[TASK PROMPT]:
Please put the lines in the records below into a numbered list, starting at the line that contains "In which part of the frame is the whitewater" and running through the end of the records. Leave out any blank lines.

A block of data:
* begin *
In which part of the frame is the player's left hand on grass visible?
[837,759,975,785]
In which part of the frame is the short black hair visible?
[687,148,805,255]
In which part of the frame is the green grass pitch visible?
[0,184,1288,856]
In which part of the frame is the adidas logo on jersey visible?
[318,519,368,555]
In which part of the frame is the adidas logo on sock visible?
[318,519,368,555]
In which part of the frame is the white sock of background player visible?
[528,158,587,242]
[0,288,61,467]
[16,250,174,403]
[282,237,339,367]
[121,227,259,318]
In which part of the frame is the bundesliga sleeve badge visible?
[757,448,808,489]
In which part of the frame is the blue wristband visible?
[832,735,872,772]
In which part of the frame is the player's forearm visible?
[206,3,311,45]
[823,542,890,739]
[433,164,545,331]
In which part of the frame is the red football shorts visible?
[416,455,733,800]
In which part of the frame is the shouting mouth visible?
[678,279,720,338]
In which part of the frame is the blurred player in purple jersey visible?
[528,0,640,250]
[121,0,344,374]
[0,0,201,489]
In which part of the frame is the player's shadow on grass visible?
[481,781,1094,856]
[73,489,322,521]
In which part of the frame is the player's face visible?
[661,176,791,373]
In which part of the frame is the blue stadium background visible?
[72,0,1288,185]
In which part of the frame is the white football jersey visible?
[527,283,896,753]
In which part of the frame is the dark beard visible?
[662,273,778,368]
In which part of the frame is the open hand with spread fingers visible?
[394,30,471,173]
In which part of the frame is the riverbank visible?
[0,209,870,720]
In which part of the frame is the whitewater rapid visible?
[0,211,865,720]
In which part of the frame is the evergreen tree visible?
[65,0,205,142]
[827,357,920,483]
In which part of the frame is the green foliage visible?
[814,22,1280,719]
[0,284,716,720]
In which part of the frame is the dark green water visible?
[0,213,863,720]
* end *
[RESPONSE TO THIS TASK]:
1. In which part of the frame is the whitewater rapid visible?
2. [0,211,865,720]
3. In which part of the frame is the evergreen tree visible?
4. [65,0,205,142]
5. [827,357,920,483]
6. In which part of the frame is the green foliage visible?
7. [814,22,1280,719]
8. [0,284,716,720]
9. In which part of the frame is the dark green water visible?
10. [0,213,863,720]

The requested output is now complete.